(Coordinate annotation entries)
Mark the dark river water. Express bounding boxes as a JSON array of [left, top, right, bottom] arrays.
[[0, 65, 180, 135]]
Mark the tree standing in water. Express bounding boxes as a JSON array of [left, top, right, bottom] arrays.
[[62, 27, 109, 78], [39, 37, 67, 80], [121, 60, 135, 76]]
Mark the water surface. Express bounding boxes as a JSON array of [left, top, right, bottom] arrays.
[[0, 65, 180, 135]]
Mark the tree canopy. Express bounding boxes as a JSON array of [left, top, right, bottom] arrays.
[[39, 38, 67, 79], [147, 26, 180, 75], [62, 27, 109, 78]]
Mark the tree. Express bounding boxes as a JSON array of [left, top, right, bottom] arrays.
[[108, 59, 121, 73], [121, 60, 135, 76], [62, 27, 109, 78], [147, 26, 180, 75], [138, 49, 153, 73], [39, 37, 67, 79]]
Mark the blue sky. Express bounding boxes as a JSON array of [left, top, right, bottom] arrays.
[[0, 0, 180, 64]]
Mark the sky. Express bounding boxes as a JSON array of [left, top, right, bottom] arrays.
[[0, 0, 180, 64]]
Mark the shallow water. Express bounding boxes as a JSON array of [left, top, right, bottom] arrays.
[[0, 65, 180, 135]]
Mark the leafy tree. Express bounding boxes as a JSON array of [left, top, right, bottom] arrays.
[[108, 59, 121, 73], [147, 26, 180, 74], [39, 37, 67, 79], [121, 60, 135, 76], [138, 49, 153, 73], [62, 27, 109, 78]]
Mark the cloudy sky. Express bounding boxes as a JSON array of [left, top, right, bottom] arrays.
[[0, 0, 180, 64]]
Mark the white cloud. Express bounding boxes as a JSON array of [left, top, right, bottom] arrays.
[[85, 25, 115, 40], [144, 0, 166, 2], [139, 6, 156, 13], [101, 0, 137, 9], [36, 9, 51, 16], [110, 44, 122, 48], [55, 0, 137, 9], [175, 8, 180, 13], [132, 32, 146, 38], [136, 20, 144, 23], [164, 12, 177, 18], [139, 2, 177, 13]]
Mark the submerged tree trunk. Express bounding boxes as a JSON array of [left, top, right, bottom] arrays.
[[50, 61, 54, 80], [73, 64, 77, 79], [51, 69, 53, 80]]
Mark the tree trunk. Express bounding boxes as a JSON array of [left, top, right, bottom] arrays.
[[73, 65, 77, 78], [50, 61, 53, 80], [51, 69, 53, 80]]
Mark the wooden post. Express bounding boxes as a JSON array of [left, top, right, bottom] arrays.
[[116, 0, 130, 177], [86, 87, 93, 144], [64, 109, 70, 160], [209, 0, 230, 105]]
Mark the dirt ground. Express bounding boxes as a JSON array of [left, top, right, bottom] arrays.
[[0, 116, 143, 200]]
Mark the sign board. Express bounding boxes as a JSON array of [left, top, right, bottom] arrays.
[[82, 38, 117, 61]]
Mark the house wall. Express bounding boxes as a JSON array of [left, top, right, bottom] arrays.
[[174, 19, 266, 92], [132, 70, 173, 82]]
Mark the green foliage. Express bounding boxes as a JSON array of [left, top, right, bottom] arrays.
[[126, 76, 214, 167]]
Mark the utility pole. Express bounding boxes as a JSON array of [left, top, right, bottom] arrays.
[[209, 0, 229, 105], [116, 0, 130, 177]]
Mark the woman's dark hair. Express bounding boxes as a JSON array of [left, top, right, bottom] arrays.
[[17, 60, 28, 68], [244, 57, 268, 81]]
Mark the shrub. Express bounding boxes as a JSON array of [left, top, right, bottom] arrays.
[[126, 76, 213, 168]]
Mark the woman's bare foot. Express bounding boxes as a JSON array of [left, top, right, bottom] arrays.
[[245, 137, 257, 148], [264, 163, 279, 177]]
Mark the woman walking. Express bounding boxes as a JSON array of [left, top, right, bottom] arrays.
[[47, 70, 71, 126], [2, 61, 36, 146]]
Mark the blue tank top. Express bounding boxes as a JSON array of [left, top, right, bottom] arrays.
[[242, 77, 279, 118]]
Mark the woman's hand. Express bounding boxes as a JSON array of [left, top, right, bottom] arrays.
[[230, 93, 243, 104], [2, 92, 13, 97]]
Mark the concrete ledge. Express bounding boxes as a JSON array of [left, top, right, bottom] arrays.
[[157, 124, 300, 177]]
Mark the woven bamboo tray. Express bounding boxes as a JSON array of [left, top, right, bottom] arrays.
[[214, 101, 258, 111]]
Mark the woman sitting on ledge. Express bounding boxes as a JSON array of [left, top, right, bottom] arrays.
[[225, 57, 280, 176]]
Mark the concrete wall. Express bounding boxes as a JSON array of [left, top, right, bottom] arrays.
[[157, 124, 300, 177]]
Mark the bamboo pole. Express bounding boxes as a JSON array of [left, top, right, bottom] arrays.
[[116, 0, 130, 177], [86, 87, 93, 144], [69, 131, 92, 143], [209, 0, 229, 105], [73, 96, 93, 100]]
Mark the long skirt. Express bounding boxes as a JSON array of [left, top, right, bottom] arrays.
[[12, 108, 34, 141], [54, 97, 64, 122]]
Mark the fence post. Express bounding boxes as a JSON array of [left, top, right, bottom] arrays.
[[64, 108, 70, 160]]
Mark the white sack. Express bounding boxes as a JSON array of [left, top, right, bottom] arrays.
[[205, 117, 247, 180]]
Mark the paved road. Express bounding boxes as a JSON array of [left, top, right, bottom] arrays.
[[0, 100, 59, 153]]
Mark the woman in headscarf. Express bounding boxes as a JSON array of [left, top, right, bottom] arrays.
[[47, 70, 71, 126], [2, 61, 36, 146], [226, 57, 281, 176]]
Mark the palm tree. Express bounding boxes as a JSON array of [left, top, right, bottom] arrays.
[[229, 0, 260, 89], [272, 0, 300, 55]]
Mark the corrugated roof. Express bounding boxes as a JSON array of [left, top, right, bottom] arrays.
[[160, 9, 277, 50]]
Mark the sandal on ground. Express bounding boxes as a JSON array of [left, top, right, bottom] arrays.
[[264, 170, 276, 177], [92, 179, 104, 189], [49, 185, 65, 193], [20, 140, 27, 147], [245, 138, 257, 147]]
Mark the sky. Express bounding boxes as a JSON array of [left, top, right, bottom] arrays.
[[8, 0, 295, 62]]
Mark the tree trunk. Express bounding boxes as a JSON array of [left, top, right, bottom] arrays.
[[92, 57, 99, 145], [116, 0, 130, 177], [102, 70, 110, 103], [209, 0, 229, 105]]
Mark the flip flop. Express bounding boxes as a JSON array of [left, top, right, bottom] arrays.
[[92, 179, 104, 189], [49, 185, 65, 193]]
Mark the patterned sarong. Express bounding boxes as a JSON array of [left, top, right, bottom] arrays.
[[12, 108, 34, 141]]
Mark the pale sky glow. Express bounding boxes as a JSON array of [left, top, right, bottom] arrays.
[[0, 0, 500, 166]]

■ **Your goal**:
Write out all the records again, swapping "Mark" for "Outline" wherever it occurs and keeping everything else the same.

■ **Solution for this exercise**:
Outline the dark river water. Express bounding boxes as a JSON array of [left, top, right, bottom] arrays.
[[0, 65, 180, 135]]
Outline the tree standing in water. Express bounding boxes as a JSON array of [left, top, right, bottom] arrays.
[[62, 27, 109, 78], [39, 37, 67, 80], [121, 60, 135, 76]]
Outline the water surface. Express bounding boxes as a JSON array of [left, top, right, bottom] arrays.
[[0, 65, 180, 135]]
Outline the tree canopy. Express bounding boxes as a JSON array of [left, top, right, bottom] arrays.
[[39, 38, 67, 79], [147, 26, 180, 75], [62, 27, 109, 78]]
Outline the tree. Express bounding boxes as a JSON array of [left, top, right, bottom] arrays.
[[108, 59, 121, 73], [121, 60, 135, 76], [62, 27, 109, 78], [147, 26, 180, 75], [138, 49, 153, 73], [39, 37, 67, 79]]
Outline the blue sky. Express bounding boxes as a JSON array of [left, top, right, bottom] arrays.
[[0, 0, 180, 64]]
Outline the sky. Express bounding boxes as a JSON array of [left, top, right, bottom] arrays.
[[0, 0, 180, 64]]
Outline the shallow water. Express bounding boxes as a JSON array of [left, top, right, bottom] arrays.
[[0, 65, 180, 135]]
Outline the leafy tree. Express bounding boxes as a JSON array of [left, top, right, bottom] arrays.
[[108, 59, 121, 73], [147, 26, 180, 74], [39, 37, 67, 79], [121, 60, 135, 76], [138, 49, 153, 73], [62, 27, 109, 78]]
Outline the cloudy sky. Express bounding boxes as a JSON array of [left, top, right, bottom] arrays.
[[0, 0, 180, 64]]
Outline the white cloud. Express bounding boxes as a JSON array of [left, top, right, bottom] arrays.
[[85, 25, 115, 40], [144, 0, 166, 2], [139, 6, 156, 13], [101, 0, 137, 9], [36, 9, 51, 16], [110, 44, 122, 48], [55, 0, 137, 9], [175, 8, 180, 13], [132, 32, 146, 38], [136, 20, 144, 23], [164, 12, 177, 18], [139, 2, 177, 13]]
Outline the submerged tree trunk. Express bounding boxes as a JSON array of [left, top, right, bottom] arrays.
[[50, 61, 54, 80], [73, 64, 77, 79], [51, 69, 53, 80]]
Outline the tree trunk. Express bounding boxes as a JSON array of [left, top, right, bottom] arrays.
[[73, 65, 77, 78], [50, 61, 53, 80], [51, 69, 53, 80]]
Outline the wooden post. Express bounding boxes as a JSON array of [left, top, right, bottom] arrays.
[[116, 0, 130, 177], [86, 87, 93, 144], [64, 109, 70, 160], [209, 0, 230, 105]]
Outline the dirt ground. Express bounding boxes as a JSON array of [left, top, right, bottom] arrays.
[[0, 116, 143, 200]]
Outline the sign board. Express bounding boxes as a JSON array of [left, top, right, bottom] arrays.
[[82, 38, 117, 61]]
Outline the house wall. Express bounding boxes as a JSON array of [left, top, right, bottom] arrays.
[[174, 19, 266, 92], [132, 70, 173, 82]]
Outline the green foliage. Express bounding boxes as a JSON array of [left, top, right, bottom] arrays.
[[126, 76, 214, 167]]
Outline the utility pole. Express bounding boxes as a JSON array of [left, top, right, bottom] arrays.
[[209, 0, 229, 105], [116, 0, 130, 177]]
Outline the woman's dark hair. Express bounding boxes as a JSON array of [left, top, right, bottom] arrays.
[[17, 60, 28, 68], [244, 57, 268, 81]]
Outline the shrub. Express bounding boxes as a JSON array of [left, top, right, bottom] arrays.
[[126, 76, 213, 168]]
Outline the woman's bare foot. Express bounding boxes as a JSON array of [left, top, right, bottom] arrays.
[[245, 137, 257, 148], [264, 163, 279, 177]]
Outline the woman walking. Express bounding boxes as a JSON array of [left, top, right, bottom] arrays.
[[47, 70, 71, 126], [2, 61, 36, 146]]
Outline the blue tank top. Express bounding boxes as a JSON array of [left, top, right, bottom] arrays.
[[242, 77, 279, 118]]
Outline the woman's hand. Express bounding boxes as a JSON array of [left, top, right, bottom] arrays.
[[230, 93, 243, 104], [2, 92, 13, 97]]
Outline the concrete ledge. Express bounding boxes as a JSON array of [left, top, right, bottom] arrays.
[[157, 124, 300, 177]]
Outline the woven bamboo tray. Express bounding boxes as a JSON array of [left, top, right, bottom] arrays.
[[214, 101, 258, 111]]
Outline the woman sitting on ledge. Express bounding boxes as a JSON array of [left, top, right, bottom] arrays.
[[225, 57, 280, 176]]
Outline the concrete wall. Express bounding boxes as a JSON array of [left, top, right, bottom] arrays.
[[157, 124, 300, 177]]
Outline the bamboo pole. Express bounding boxes as a JSON array of [left, top, right, bottom] arrays.
[[116, 0, 130, 177], [86, 87, 93, 144], [69, 131, 92, 143], [209, 0, 229, 105], [73, 96, 93, 100]]
Outline the long skirt. Express bounding boxes as a JSON array of [left, top, right, bottom] arrays.
[[12, 108, 34, 141], [54, 97, 64, 122]]
Outline the fence post. Express bounding boxes as a JSON array of [left, top, right, bottom] arrays.
[[64, 108, 70, 160]]
Outline the white sack. Express bounding boxes as a JSON array of [left, top, right, bottom] arrays.
[[205, 117, 247, 180]]
Outline the paved road. Express bounding boxes as a JSON array of [left, top, right, bottom] arrays.
[[0, 100, 59, 153]]
Outline the woman in headscarf. Express bounding boxes as a JSON array of [left, top, right, bottom] arrays.
[[47, 70, 71, 126], [2, 61, 36, 146], [226, 57, 281, 176]]
Outline the palm tree. Express bounding boxes as a JSON array of [left, top, right, bottom] arrays.
[[229, 0, 260, 89], [272, 0, 300, 55]]
Outline the corrugated roof. Express bounding boxes as a JSON array of [left, top, right, bottom] arrays.
[[160, 9, 277, 50]]
Outline the sandal on ground. Express bounding boxes as a JSON array of [left, top, right, bottom] arrays.
[[264, 170, 276, 177], [92, 179, 104, 189], [49, 185, 65, 193], [20, 140, 27, 147], [245, 138, 257, 147]]
Outline the sky. Express bounding boxes as a JSON array of [left, top, right, bottom] arrays.
[[8, 0, 295, 62]]
Outline the tree trunk. Express bounding boxes as a JSON array of [left, top, right, bottom] arrays.
[[92, 57, 99, 145], [116, 0, 130, 177], [102, 70, 110, 103], [209, 0, 229, 105]]
Outline the flip flop. Express bounding boxes as a JSON array of [left, top, right, bottom] arrays.
[[92, 179, 104, 189], [49, 185, 65, 193]]
Outline the patterned sarong. Express bounding boxes as a JSON array of [left, top, right, bottom] arrays.
[[12, 108, 34, 141]]
Outline the pale sky glow. Express bounding boxes as a JSON array of [left, top, right, bottom] arrays.
[[0, 0, 500, 166]]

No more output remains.